---------- Dataset rows ----------
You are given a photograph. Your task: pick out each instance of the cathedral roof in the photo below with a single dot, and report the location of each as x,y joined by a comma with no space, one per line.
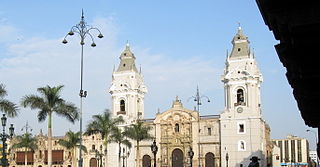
127,60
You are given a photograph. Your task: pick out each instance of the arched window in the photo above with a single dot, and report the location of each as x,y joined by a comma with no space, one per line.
241,145
240,97
146,161
122,105
176,127
209,160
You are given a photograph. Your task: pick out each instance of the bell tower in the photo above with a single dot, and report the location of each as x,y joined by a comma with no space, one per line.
127,89
243,132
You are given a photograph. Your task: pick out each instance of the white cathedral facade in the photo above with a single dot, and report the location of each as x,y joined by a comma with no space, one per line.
226,140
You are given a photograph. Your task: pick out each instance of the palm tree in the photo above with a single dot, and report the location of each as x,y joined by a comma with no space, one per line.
26,141
7,106
138,132
48,103
103,124
118,136
71,142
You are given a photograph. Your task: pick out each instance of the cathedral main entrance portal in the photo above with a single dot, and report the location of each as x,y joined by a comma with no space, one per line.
93,162
177,158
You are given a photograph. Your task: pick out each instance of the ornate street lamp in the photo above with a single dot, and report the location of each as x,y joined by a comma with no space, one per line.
197,98
154,149
99,155
191,154
227,159
83,30
4,136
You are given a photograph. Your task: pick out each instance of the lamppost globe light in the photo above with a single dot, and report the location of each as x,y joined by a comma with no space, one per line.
71,33
83,30
64,41
4,120
100,36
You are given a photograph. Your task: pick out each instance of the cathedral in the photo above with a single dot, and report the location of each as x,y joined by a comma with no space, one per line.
183,137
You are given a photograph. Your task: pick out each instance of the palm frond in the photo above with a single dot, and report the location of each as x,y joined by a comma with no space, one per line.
9,108
3,91
25,141
67,110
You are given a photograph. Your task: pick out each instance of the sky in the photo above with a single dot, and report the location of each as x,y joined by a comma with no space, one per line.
178,44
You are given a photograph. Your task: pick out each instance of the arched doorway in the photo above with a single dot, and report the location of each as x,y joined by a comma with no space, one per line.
146,161
209,160
93,162
177,158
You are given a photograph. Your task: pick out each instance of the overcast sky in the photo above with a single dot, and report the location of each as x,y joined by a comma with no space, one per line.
178,44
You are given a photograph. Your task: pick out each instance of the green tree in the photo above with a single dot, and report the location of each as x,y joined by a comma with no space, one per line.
7,106
47,103
138,132
118,136
71,142
103,124
26,141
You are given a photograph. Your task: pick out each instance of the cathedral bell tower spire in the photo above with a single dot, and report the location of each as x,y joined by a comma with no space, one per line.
242,77
127,89
243,132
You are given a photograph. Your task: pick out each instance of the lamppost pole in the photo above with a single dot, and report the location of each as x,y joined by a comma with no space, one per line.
154,149
4,136
317,143
83,30
227,159
197,98
99,156
123,155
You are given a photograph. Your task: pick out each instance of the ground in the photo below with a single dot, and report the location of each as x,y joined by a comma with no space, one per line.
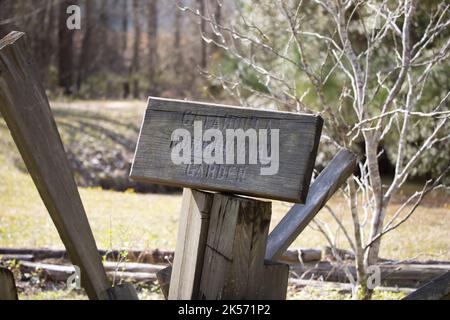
133,220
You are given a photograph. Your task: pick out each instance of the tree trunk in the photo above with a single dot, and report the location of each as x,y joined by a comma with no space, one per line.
379,211
65,49
178,61
203,49
153,43
134,66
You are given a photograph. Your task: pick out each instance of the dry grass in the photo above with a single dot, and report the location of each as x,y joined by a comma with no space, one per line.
130,220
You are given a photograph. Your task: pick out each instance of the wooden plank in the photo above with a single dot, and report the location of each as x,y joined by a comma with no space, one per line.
25,108
191,242
274,282
124,291
8,289
234,256
299,216
437,289
298,135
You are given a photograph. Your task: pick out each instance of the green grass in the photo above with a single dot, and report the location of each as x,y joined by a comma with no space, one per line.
129,220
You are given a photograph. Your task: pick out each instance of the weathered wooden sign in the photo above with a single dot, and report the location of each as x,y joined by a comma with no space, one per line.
230,149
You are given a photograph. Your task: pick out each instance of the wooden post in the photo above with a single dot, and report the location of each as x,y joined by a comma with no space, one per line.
299,216
8,289
191,242
25,108
234,258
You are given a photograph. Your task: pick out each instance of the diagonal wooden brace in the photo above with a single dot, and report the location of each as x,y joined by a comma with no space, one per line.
300,215
26,110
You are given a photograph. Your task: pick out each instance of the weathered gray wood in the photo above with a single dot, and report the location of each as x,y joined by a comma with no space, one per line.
8,289
436,289
234,258
163,277
299,216
299,136
274,281
25,108
191,243
124,291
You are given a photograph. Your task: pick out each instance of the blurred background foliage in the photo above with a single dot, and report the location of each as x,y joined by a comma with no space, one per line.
130,49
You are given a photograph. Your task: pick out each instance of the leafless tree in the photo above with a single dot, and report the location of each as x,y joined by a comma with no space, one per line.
295,60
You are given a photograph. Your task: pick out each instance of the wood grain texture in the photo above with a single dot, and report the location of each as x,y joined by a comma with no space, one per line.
299,216
125,291
191,243
437,289
299,136
274,281
234,256
8,289
25,108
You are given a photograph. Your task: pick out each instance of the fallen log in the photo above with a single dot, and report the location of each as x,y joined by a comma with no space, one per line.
152,256
8,290
294,256
60,273
132,267
144,256
20,257
340,287
392,275
401,275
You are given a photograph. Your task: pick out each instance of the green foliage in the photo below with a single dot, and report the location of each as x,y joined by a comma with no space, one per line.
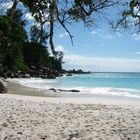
----------
◆ Short task
Rewrite the records from the line containing "the wood grain" through the end of the records, with "single dot" changed to "single point" and everything else left as it is. Return only those lines, and leave out the pictures.

◆ Task answer
You are given a photograph. Your task: pick out each instance of the wood grain texture in the photo above with a single point, and report the location of each as x,y joined by a comma with no space, one per line.
299,216
125,291
191,243
437,289
299,136
274,281
234,256
8,289
25,108
You are given a photograph. Your task: pick out each instance of the fallen log in the photo above with a single point, and report the location of each as x,y joined by a comma with no space, one per line.
152,256
8,290
294,256
60,273
132,267
144,256
20,257
340,287
392,275
401,275
You are given a photograph. Your task: pick out each instance of the green foliage in the photo below with a single point, and report the location of each as x,y joined by a comma with no space, one per line.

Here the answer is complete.